Locate every line in the entries below that contains the word "locker" and copy each one out. Matching is case-sensitive.

— START OF DATASET RECORDS —

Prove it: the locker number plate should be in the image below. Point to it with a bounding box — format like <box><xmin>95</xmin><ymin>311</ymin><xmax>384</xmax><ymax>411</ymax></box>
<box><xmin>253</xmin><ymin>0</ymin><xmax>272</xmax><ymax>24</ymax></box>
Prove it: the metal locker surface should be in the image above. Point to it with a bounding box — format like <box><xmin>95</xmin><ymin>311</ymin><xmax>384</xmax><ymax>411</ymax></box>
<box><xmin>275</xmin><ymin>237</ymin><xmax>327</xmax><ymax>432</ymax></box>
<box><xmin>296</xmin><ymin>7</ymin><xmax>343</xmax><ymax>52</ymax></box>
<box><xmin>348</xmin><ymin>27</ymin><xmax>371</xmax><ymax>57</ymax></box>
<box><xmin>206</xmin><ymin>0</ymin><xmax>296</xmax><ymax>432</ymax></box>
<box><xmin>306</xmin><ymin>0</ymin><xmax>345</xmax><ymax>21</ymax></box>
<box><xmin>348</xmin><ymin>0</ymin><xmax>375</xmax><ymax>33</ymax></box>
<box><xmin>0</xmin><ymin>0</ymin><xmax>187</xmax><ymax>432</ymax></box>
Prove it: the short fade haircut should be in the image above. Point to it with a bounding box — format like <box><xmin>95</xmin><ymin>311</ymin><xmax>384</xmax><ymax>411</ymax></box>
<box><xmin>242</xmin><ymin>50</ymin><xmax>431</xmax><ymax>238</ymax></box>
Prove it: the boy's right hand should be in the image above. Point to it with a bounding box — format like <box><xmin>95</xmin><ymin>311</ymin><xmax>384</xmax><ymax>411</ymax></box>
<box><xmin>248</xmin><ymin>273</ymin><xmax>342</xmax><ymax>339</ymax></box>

— END OF DATASET RECORDS —

## RESPONSE TO THIS TASK
Prove it: the locker number plate should be in the image below. Point to it with a bounding box — format like <box><xmin>95</xmin><ymin>311</ymin><xmax>384</xmax><ymax>411</ymax></box>
Prove it: the metal locker surface should be in the image above. Point to it with a bounding box — format like <box><xmin>95</xmin><ymin>311</ymin><xmax>384</xmax><ymax>411</ymax></box>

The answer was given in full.